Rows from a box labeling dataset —

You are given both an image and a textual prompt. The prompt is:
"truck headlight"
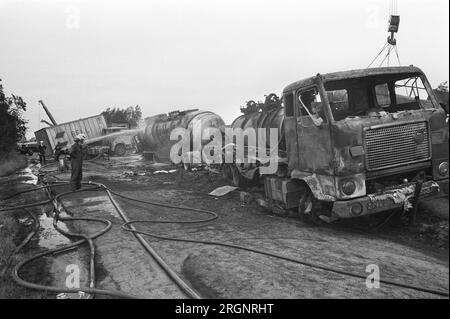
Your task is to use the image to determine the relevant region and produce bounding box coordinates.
[341,180,356,196]
[438,161,448,176]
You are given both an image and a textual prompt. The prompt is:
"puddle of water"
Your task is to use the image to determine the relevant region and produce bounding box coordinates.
[17,167,38,185]
[64,195,120,219]
[37,214,70,249]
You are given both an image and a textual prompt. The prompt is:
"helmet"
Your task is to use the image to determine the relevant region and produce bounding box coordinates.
[75,133,86,141]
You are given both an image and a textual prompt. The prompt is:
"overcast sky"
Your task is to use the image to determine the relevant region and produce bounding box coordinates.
[0,0,449,136]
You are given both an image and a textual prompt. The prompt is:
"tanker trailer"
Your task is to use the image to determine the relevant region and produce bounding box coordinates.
[138,109,225,165]
[222,93,286,186]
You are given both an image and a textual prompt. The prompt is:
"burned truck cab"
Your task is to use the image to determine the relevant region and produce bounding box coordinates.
[280,66,449,219]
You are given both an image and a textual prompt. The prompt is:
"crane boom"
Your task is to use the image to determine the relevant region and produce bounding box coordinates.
[39,100,58,125]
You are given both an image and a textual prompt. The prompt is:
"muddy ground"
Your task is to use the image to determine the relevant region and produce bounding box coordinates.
[0,156,449,298]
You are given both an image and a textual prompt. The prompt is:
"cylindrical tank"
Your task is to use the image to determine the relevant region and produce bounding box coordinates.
[231,107,286,151]
[139,110,225,159]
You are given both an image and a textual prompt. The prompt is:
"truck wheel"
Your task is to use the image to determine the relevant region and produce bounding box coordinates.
[230,165,245,187]
[298,186,327,225]
[114,144,127,156]
[222,164,233,180]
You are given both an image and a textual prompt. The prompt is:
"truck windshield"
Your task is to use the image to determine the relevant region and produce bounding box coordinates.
[325,76,433,121]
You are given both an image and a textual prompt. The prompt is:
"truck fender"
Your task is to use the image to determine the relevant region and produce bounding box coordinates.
[291,170,336,202]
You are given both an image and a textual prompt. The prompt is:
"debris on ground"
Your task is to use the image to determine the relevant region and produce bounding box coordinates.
[208,186,238,197]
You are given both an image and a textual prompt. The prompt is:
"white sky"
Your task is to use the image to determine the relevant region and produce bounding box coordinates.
[0,0,449,136]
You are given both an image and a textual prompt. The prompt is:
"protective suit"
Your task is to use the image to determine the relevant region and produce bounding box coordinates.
[69,136,84,190]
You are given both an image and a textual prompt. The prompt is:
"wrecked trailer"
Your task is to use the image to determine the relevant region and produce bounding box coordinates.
[229,66,449,222]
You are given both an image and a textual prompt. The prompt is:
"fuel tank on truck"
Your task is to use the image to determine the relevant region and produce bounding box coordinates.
[231,106,286,152]
[139,109,225,161]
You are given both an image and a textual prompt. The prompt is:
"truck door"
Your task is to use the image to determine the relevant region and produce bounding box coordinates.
[283,92,299,169]
[295,86,333,175]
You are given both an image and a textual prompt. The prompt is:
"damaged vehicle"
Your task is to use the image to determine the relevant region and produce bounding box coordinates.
[229,66,449,222]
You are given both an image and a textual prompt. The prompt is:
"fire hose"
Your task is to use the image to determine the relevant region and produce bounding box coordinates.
[0,182,449,298]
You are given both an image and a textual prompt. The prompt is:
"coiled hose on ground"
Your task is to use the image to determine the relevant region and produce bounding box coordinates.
[0,171,449,298]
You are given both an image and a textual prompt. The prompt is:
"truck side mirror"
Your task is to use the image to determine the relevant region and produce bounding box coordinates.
[310,114,323,127]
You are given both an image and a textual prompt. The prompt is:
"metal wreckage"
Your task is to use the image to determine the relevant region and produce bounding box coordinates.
[35,66,449,223]
[220,66,449,222]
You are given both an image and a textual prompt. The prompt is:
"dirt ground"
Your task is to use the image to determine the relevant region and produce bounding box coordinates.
[0,156,449,298]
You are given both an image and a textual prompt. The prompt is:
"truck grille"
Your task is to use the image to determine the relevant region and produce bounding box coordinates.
[365,122,431,170]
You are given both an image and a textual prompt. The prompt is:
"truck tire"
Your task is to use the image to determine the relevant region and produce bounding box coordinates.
[114,144,127,156]
[222,164,233,180]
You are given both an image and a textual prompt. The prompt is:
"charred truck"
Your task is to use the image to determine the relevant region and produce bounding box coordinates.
[224,66,449,222]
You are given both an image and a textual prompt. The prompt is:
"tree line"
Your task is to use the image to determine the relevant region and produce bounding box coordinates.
[0,79,27,159]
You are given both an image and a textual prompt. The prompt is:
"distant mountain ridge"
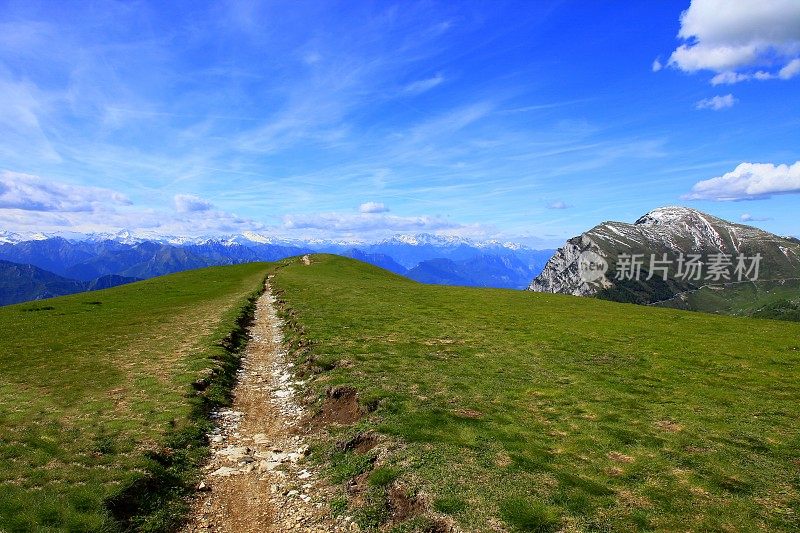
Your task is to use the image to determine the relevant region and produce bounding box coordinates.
[529,207,800,303]
[0,231,553,301]
[0,260,138,305]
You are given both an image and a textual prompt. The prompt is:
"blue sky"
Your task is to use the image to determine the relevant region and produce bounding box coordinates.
[0,0,800,246]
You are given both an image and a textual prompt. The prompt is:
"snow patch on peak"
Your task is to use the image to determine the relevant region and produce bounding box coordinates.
[635,205,700,226]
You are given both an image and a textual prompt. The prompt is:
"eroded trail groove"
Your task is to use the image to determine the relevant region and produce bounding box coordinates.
[184,283,355,533]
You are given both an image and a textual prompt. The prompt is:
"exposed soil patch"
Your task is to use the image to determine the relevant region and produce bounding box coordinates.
[340,433,378,454]
[387,484,425,523]
[656,420,683,433]
[608,452,633,463]
[311,387,364,428]
[183,280,357,533]
[454,409,483,420]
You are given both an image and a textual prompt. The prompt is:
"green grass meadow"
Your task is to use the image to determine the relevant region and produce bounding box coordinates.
[273,256,800,531]
[0,263,269,532]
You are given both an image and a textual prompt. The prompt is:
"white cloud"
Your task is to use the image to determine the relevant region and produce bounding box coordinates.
[0,171,266,237]
[650,57,664,72]
[0,170,130,212]
[174,194,214,213]
[683,161,800,201]
[778,58,800,80]
[694,94,736,111]
[667,0,800,84]
[403,74,444,94]
[358,202,389,213]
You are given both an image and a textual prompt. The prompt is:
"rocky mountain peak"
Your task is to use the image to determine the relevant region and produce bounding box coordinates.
[634,206,713,226]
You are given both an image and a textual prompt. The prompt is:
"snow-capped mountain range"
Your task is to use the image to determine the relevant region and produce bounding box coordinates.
[0,231,553,304]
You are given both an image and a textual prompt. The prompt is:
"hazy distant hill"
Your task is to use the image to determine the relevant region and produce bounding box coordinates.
[0,260,137,305]
[0,232,553,301]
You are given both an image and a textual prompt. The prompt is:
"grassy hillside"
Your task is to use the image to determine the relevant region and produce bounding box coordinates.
[654,278,800,320]
[0,263,268,532]
[274,256,800,531]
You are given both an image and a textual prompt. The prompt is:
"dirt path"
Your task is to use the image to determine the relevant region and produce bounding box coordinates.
[183,278,357,533]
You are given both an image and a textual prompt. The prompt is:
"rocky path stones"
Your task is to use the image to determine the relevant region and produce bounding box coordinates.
[184,278,358,533]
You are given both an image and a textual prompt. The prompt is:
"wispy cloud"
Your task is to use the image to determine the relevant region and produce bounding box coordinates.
[403,74,444,94]
[174,194,214,213]
[358,202,389,213]
[694,94,736,111]
[0,171,130,212]
[683,161,800,201]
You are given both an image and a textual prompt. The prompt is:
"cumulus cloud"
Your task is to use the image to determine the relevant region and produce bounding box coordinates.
[0,171,130,212]
[694,94,736,111]
[683,161,800,201]
[667,0,800,84]
[358,202,389,213]
[174,194,214,213]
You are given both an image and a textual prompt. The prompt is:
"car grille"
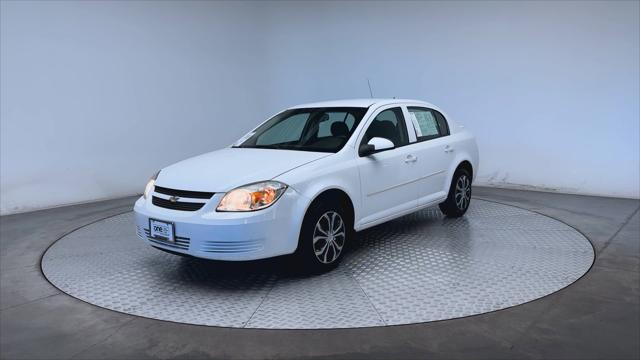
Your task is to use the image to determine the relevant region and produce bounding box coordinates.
[151,186,214,211]
[138,229,191,250]
[200,240,264,253]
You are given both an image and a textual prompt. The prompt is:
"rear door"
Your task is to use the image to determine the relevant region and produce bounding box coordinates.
[357,105,418,225]
[407,106,453,206]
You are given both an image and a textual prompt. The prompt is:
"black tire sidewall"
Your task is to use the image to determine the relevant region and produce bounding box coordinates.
[296,201,353,273]
[440,169,473,217]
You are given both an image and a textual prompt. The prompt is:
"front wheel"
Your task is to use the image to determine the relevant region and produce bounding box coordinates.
[440,169,471,218]
[295,202,352,273]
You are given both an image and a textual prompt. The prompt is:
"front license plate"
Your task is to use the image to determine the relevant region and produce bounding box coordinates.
[149,219,176,242]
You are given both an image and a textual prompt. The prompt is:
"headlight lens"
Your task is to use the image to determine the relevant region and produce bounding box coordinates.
[142,171,160,199]
[216,181,287,211]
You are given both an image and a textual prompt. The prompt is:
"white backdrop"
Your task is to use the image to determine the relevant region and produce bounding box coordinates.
[0,1,640,214]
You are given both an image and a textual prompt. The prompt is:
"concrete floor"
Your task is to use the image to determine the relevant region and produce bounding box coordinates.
[0,188,640,359]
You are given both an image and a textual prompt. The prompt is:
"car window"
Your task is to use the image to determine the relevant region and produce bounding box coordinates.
[318,112,356,138]
[408,107,449,141]
[256,113,309,145]
[234,107,368,152]
[362,108,408,147]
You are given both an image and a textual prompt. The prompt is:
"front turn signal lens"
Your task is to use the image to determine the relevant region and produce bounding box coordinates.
[142,171,160,199]
[216,181,287,211]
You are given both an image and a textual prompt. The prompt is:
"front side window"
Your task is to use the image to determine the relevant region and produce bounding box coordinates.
[235,107,367,152]
[408,107,449,141]
[362,108,408,147]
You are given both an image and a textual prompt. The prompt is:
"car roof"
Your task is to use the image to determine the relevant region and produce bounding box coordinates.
[289,99,435,109]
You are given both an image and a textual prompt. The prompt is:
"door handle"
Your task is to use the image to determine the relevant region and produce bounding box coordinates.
[404,155,418,164]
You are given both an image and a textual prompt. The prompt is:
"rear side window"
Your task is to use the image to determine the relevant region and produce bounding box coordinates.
[408,107,449,141]
[362,108,408,147]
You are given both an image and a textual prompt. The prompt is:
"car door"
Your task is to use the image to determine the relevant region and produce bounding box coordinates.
[357,105,417,226]
[407,106,453,206]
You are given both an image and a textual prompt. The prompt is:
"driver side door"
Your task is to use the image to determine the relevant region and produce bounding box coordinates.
[357,105,418,228]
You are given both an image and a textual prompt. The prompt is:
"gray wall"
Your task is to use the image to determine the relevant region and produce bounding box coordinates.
[0,1,640,213]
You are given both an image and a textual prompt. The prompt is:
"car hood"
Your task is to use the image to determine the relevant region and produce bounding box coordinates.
[156,148,331,192]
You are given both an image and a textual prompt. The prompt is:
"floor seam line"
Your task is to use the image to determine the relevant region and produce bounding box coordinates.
[69,316,136,359]
[242,278,278,329]
[599,206,640,254]
[347,268,389,326]
[0,288,60,312]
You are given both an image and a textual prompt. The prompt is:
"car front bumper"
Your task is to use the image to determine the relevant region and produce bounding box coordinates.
[134,188,306,261]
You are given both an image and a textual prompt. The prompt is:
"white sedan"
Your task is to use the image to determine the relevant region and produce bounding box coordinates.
[134,99,478,272]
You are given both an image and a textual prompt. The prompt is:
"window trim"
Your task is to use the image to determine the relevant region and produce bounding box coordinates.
[407,105,451,143]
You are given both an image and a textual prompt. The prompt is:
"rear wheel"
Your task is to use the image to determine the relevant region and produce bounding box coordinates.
[440,169,471,218]
[295,201,352,273]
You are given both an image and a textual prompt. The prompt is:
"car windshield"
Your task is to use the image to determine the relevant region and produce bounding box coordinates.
[234,107,367,152]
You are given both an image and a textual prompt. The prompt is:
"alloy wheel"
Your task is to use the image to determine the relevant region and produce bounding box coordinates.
[313,211,346,264]
[455,175,471,210]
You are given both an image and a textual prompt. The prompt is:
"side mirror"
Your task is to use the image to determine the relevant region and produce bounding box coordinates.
[358,137,395,156]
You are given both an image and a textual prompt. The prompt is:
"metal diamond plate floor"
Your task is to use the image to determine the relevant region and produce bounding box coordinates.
[42,199,594,329]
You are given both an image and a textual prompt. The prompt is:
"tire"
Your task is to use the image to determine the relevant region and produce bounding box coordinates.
[294,200,353,274]
[439,169,471,218]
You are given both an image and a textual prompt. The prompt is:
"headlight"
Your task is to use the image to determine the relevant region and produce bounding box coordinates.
[216,181,287,211]
[142,171,160,199]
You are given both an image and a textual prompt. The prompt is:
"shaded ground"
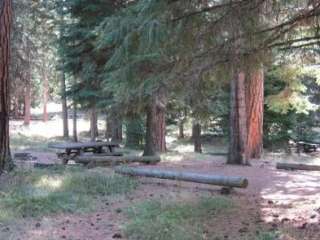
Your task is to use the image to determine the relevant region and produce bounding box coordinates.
[0,121,320,240]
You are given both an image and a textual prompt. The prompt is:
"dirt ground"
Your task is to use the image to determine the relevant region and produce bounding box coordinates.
[4,119,320,240]
[0,153,320,240]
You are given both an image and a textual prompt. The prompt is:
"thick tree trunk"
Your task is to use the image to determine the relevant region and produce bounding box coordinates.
[90,106,99,141]
[111,115,123,142]
[178,120,184,139]
[0,0,13,172]
[126,115,143,148]
[61,71,69,139]
[143,101,157,156]
[105,116,112,141]
[72,101,78,142]
[246,67,264,159]
[144,88,167,155]
[42,69,49,122]
[115,167,248,188]
[192,122,202,153]
[228,68,249,165]
[156,103,167,152]
[154,87,167,152]
[24,79,31,126]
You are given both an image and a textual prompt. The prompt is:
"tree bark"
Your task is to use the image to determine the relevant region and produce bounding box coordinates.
[192,122,202,153]
[111,115,123,142]
[61,70,69,139]
[90,105,99,141]
[42,69,49,122]
[246,67,264,159]
[143,100,157,156]
[24,79,31,126]
[228,70,249,165]
[178,120,184,139]
[154,87,167,152]
[0,0,13,172]
[144,88,167,156]
[126,115,143,148]
[72,101,78,142]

GIVEN PROBLEM —
Gather every line of the entries above that contains the word "headlight", and copy each one out in full. Case counts.

TASK ANSWER —
"truck headlight"
"headlight lens"
"headlight"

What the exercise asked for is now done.